:: TEXT PROVIDED ::
-------------------------
= Atlanta Eagle police raid =

2009 raid on US gay bar

The Atlanta Eagle police raid was a police raid targeting the Atlanta Eagle, a gay bar in Atlanta, Georgia, United States. The raid occurred on September 10, 2009, due to anonymous tips alleging that illegal drug use and sex was occurring at the bar. Several dozen officers were involved in the raid, including members of the Atlanta Police Department's vice squad and the "Red Dog Unit", a SWAT-like unit typically used in high drug use areas. None of the 62 bar patrons that night were arrested, although eight employees were. Seven of these employees were either found not guilty or had charges dropped against them, while one was not present at the trials and had a bench warrant issued against him.
-------------------------
:: SUPPLIED ENTRIES ::
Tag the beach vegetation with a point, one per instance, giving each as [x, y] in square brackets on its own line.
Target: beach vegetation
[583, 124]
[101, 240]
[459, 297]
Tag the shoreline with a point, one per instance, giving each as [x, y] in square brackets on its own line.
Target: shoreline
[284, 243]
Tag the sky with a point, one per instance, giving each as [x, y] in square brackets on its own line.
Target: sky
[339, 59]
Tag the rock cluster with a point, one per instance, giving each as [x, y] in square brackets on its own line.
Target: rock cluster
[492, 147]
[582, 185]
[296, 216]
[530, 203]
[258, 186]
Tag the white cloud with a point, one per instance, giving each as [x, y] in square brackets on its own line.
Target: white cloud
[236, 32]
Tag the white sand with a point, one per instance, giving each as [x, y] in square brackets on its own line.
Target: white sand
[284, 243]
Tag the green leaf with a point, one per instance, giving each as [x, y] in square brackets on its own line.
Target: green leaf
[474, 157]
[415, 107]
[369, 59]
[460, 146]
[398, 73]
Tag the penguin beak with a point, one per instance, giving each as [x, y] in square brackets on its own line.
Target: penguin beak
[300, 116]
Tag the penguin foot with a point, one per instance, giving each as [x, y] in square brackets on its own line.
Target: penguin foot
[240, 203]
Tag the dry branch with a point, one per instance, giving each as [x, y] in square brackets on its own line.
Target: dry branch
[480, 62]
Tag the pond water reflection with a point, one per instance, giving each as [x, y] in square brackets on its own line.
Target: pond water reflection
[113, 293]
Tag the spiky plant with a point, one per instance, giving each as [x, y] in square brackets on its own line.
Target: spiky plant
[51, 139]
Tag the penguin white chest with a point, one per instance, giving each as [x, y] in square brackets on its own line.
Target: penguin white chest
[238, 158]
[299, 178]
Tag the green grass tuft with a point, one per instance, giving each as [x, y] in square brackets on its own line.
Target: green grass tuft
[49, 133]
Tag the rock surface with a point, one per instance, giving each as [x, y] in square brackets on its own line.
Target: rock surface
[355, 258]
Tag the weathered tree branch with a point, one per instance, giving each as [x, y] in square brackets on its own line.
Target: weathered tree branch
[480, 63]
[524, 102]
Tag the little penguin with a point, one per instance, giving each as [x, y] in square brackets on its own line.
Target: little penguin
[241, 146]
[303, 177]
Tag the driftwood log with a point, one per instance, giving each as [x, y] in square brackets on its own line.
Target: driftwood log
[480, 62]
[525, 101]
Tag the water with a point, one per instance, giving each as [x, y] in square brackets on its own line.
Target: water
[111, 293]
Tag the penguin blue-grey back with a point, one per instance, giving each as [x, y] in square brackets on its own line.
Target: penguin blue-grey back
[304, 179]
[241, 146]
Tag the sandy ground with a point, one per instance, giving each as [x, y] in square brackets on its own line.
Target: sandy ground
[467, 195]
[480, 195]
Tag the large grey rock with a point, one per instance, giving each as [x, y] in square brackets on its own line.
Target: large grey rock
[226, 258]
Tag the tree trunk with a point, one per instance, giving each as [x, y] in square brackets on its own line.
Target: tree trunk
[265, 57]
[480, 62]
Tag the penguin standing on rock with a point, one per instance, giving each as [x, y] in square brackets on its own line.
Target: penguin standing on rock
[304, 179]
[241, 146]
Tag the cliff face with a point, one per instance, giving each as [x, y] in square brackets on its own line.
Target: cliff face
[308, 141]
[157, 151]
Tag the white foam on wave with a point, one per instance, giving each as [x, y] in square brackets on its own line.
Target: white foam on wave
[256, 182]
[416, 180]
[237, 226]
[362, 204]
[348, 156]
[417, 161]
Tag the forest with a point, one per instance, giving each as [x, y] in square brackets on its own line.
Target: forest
-------------------------
According to the text on the Atlanta Eagle raid, how many of the bar patrons present that night were arrested? This material comes from a different source than the text on the Atlanta Eagle raid.

None of the 62 patrons were arrested.